Each entry here is to be restated word for word.
- Opening Delimiter -
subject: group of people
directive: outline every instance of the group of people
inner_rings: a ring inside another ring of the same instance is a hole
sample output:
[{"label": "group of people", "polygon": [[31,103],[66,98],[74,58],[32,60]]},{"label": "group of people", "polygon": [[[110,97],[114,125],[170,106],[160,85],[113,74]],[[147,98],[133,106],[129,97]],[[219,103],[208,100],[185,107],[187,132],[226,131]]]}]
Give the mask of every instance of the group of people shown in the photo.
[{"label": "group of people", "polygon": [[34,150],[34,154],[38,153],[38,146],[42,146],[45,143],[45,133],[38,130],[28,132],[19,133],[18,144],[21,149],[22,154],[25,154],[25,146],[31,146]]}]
- Closing Delimiter -
= Answer to the exercise =
subject: group of people
directive: outline every instance of the group of people
inner_rings: a ring inside another ring of the same instance is a hole
sample output:
[{"label": "group of people", "polygon": [[31,103],[66,98],[74,58],[32,60]]},{"label": "group of people", "polygon": [[[110,97],[114,125],[170,106],[160,85],[113,74]],[[147,98],[133,106],[129,97]],[[219,103],[208,100],[185,107],[187,132],[226,131]]]}]
Give the mask of every instance of the group of people shown in the photo.
[{"label": "group of people", "polygon": [[34,150],[34,154],[38,153],[38,146],[42,146],[45,143],[45,133],[38,130],[28,132],[19,133],[18,144],[21,149],[22,154],[25,154],[25,146],[31,146]]}]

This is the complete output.